In the data that follows, how many lines include the string "below"? Answer with the number alone.

Records drawn from a dataset

────────

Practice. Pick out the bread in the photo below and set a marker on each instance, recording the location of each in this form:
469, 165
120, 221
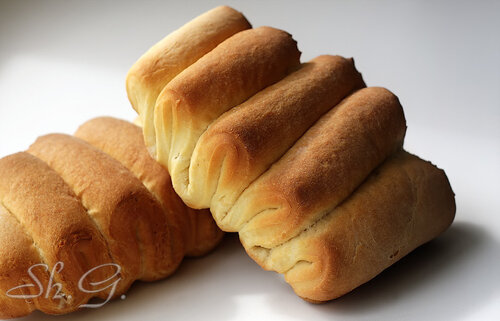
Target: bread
253, 135
173, 54
123, 141
225, 77
290, 164
404, 203
43, 222
68, 201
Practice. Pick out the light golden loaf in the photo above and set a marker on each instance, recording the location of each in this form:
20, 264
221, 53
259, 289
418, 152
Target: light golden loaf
292, 163
123, 141
225, 77
66, 201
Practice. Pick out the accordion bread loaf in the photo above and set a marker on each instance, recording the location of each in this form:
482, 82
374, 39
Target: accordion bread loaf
274, 161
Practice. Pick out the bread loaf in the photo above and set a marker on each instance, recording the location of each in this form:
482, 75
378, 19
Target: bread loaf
404, 203
67, 208
175, 53
286, 155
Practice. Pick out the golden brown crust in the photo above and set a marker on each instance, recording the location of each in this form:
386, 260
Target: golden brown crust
50, 226
174, 53
194, 232
403, 204
325, 165
235, 70
251, 136
128, 216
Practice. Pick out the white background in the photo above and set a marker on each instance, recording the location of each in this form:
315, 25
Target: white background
64, 62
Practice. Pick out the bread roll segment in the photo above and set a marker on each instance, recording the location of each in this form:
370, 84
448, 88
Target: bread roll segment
225, 77
241, 144
174, 53
403, 204
129, 217
194, 232
322, 169
51, 225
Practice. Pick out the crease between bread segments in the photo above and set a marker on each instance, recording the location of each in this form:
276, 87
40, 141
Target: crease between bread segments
259, 57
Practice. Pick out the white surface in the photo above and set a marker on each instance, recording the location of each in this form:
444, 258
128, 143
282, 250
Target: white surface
62, 63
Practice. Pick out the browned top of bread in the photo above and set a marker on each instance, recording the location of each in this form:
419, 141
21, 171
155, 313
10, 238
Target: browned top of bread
195, 232
51, 225
118, 202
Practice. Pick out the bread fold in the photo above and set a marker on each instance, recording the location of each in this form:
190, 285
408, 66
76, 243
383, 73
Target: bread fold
90, 217
241, 144
173, 54
43, 222
325, 165
225, 77
132, 221
194, 232
403, 204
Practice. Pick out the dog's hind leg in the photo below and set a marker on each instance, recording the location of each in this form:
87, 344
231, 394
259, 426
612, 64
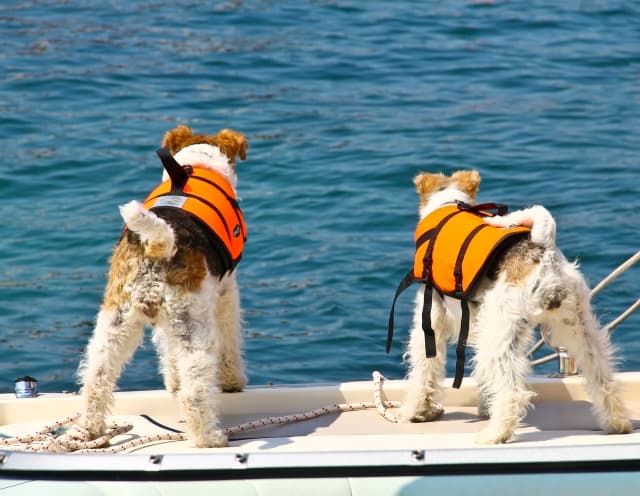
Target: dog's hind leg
114, 341
196, 364
193, 343
231, 374
168, 367
575, 327
502, 336
425, 376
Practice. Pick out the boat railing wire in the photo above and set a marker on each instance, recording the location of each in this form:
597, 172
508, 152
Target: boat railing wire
560, 353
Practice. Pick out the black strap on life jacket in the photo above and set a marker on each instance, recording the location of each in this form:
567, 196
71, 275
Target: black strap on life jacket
178, 174
409, 279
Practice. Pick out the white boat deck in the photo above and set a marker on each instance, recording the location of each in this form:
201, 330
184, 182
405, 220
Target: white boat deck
561, 418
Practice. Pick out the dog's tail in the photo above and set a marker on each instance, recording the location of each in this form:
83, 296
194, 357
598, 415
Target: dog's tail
157, 237
538, 218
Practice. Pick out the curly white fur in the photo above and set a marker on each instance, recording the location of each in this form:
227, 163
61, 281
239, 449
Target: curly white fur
196, 321
503, 316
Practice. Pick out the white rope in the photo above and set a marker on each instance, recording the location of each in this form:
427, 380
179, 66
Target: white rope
57, 438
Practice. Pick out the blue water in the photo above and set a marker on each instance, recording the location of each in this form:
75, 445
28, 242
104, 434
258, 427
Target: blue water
343, 102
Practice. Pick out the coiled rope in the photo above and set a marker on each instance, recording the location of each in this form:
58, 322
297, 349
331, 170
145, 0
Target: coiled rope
58, 438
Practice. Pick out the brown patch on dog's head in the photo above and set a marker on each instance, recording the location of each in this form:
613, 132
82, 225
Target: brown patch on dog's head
230, 142
428, 183
468, 182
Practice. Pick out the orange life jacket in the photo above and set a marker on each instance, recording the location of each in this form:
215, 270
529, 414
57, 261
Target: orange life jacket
454, 248
209, 197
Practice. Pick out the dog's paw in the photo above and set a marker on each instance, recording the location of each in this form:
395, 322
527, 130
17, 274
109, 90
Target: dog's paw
215, 439
233, 383
620, 426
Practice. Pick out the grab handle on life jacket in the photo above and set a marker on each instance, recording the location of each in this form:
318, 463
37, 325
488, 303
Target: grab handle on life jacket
177, 173
500, 208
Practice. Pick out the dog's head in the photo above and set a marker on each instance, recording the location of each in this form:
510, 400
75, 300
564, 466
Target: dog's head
435, 190
216, 151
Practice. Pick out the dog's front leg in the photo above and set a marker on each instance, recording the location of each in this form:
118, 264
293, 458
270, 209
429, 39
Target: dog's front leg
424, 388
114, 340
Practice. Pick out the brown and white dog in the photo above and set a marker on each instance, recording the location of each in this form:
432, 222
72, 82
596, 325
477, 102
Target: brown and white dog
531, 283
167, 272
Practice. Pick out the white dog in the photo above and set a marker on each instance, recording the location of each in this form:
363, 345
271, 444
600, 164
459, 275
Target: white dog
173, 270
527, 283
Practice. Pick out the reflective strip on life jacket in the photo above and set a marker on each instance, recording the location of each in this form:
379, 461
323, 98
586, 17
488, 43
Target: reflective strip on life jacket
208, 196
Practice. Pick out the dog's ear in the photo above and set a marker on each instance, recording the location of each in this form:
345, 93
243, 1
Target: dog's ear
468, 181
177, 138
428, 183
232, 144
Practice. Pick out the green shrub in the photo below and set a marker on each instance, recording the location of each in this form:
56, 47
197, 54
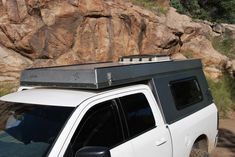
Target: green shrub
211, 10
225, 45
6, 88
223, 92
151, 5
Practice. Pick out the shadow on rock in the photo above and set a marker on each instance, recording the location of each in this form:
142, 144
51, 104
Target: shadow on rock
226, 140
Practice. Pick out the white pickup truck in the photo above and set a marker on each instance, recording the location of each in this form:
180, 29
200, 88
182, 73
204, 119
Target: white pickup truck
110, 110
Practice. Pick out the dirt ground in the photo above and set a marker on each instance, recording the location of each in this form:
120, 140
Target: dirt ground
226, 143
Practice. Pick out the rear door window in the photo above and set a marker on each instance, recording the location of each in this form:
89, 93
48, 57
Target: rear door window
138, 114
186, 92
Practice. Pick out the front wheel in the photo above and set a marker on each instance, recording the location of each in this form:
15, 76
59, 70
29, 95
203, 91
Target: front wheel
199, 153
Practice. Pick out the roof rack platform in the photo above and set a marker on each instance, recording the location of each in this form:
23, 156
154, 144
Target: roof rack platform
101, 75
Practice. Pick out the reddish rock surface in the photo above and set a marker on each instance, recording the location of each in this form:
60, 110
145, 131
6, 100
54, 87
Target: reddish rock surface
55, 32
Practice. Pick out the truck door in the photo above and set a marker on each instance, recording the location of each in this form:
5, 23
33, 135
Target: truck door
148, 138
101, 126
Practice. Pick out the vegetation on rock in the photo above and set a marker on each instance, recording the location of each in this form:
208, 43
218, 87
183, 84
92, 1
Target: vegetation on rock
225, 44
212, 10
152, 5
223, 92
6, 88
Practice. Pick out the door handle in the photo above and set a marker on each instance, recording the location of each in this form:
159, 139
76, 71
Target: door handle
161, 141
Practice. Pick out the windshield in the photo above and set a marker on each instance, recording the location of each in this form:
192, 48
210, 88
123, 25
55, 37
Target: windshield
28, 130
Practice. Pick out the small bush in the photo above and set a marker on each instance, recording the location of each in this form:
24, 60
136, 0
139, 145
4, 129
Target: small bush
225, 44
6, 88
223, 93
151, 5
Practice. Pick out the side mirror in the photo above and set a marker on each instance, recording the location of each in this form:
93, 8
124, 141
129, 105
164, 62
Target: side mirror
93, 152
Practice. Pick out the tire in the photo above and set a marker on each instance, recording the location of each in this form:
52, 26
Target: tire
199, 153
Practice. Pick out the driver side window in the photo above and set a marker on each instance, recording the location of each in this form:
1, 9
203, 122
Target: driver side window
100, 126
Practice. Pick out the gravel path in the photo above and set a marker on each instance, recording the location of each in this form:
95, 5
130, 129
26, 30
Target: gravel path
226, 144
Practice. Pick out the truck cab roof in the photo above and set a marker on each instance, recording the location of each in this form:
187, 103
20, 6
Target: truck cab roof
50, 96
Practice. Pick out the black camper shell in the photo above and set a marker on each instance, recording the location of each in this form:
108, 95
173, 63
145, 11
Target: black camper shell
169, 81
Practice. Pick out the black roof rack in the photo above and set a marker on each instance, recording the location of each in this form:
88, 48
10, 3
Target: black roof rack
101, 75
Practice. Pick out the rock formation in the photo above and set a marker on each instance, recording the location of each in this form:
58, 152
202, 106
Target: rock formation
35, 33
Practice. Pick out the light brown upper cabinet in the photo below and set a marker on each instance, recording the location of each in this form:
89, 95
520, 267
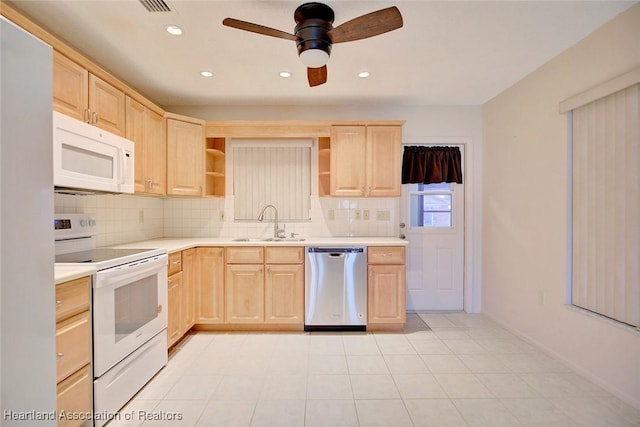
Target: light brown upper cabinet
365, 161
148, 131
80, 94
185, 156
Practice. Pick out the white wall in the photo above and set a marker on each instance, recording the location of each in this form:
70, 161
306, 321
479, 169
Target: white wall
524, 197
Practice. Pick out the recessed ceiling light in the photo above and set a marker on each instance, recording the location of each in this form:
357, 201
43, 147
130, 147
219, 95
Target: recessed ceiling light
174, 30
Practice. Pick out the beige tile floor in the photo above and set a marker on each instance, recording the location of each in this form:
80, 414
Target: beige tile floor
465, 371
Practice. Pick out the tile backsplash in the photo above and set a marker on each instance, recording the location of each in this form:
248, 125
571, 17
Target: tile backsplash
128, 218
120, 218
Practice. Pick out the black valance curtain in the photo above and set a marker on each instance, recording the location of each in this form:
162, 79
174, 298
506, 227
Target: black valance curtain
430, 165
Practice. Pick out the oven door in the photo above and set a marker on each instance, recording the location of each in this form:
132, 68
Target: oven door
129, 308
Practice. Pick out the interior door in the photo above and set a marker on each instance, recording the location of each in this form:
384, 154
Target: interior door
433, 218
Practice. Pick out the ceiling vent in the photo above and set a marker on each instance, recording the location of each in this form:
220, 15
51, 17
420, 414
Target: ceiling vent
156, 5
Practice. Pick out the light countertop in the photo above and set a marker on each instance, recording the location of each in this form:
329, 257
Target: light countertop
65, 273
180, 244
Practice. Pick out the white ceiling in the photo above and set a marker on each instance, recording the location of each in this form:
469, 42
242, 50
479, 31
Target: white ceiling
447, 53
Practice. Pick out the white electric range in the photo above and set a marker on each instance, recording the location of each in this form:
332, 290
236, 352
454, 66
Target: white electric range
129, 310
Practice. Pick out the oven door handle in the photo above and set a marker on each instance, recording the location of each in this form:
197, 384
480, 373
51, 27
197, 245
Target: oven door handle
128, 273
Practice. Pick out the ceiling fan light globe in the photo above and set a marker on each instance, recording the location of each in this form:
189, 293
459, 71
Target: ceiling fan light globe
314, 58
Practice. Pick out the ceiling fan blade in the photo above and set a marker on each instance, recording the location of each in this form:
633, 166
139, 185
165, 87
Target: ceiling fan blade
317, 76
260, 29
368, 25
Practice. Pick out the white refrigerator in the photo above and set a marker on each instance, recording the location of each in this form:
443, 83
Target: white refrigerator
27, 289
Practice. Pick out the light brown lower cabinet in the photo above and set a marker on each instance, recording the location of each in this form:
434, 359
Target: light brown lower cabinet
210, 286
386, 303
174, 301
284, 285
73, 350
181, 298
244, 290
264, 285
190, 278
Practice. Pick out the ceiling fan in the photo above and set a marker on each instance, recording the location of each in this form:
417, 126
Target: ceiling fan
314, 33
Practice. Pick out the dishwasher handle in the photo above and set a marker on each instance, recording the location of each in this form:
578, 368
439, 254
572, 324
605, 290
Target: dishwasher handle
335, 250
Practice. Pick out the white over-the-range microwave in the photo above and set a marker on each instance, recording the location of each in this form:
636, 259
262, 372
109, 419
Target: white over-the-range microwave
87, 159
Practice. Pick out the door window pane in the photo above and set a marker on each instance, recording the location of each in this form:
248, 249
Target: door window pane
431, 205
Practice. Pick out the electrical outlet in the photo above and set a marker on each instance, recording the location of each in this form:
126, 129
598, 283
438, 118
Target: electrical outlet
383, 215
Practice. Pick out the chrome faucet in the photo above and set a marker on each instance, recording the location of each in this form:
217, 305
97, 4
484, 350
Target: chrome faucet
277, 232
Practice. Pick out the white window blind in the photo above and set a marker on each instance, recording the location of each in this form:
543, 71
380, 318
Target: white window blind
606, 206
265, 173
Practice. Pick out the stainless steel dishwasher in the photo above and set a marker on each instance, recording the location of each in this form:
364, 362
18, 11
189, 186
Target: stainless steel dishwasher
335, 288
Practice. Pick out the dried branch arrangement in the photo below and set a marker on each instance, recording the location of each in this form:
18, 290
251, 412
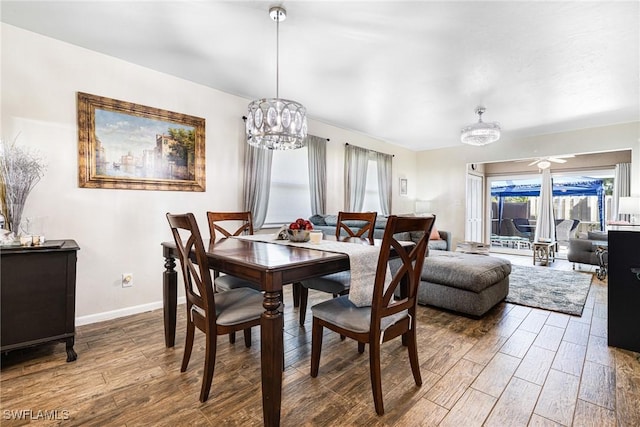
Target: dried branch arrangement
20, 171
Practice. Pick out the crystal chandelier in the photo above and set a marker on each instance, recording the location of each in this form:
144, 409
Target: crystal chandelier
275, 123
480, 133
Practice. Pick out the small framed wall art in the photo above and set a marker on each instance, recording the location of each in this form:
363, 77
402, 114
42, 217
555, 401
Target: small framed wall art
403, 186
129, 146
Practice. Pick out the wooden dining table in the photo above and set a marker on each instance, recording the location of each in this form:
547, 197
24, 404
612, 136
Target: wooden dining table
271, 266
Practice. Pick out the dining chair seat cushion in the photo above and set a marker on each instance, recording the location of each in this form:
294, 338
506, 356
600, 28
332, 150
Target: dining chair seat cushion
227, 282
343, 313
238, 306
335, 283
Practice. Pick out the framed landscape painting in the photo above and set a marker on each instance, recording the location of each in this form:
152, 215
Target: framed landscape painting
130, 146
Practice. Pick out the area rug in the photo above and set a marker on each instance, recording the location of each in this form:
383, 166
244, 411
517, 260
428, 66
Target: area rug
549, 289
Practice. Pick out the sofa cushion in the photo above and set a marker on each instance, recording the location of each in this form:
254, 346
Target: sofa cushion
435, 235
464, 271
597, 235
381, 222
440, 244
331, 220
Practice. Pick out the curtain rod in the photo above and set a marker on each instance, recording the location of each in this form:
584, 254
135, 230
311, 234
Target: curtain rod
372, 151
244, 118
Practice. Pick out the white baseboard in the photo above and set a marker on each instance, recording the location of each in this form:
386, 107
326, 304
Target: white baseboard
128, 311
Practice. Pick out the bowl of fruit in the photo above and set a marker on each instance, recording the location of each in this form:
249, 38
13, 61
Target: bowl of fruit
299, 230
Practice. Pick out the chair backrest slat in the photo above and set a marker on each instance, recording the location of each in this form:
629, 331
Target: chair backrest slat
408, 275
366, 222
197, 280
215, 218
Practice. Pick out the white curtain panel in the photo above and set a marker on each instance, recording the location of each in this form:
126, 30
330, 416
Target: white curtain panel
384, 162
621, 188
545, 224
257, 182
356, 161
317, 155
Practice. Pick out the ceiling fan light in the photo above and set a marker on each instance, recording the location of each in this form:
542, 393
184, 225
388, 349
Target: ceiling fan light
481, 133
544, 164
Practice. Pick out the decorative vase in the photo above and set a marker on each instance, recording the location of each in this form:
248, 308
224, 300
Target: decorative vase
14, 219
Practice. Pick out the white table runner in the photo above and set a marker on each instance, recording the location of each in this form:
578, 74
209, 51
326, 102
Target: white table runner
363, 261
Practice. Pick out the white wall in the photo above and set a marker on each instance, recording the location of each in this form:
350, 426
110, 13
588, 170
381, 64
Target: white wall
120, 231
441, 173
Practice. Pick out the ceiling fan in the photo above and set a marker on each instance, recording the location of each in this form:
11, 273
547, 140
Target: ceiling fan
545, 162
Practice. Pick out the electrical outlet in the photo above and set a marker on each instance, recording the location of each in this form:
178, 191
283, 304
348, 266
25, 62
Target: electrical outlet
127, 280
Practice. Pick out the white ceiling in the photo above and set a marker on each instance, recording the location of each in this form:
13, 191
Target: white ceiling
407, 72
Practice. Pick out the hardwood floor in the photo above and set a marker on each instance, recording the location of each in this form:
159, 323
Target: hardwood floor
517, 366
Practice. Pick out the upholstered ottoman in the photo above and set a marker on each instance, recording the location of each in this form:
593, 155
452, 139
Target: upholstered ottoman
465, 283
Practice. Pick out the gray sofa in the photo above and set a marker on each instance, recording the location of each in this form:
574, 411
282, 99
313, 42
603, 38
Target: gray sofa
327, 224
582, 250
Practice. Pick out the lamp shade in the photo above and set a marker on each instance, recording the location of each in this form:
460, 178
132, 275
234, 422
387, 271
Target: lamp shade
629, 205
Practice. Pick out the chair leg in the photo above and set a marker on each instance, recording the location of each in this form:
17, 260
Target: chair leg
304, 296
247, 337
412, 348
188, 346
209, 365
316, 347
376, 376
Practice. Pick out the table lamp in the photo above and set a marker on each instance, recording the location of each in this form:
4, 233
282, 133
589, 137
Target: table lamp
629, 206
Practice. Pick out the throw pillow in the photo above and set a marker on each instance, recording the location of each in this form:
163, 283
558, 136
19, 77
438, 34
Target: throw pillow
317, 220
434, 234
331, 219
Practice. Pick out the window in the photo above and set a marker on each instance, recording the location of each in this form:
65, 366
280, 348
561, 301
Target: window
371, 196
289, 197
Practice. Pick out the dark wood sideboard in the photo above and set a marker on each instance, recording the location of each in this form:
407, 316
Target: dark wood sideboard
38, 295
624, 290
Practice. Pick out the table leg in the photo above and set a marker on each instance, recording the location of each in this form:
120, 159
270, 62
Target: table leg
272, 350
169, 300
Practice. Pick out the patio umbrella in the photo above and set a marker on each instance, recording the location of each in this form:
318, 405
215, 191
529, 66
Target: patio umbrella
545, 225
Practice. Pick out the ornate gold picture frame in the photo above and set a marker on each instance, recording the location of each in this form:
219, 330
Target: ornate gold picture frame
129, 146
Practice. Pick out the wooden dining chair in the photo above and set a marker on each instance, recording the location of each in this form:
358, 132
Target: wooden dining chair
224, 224
214, 313
388, 316
338, 283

────────

* [TASK OUTPUT] 5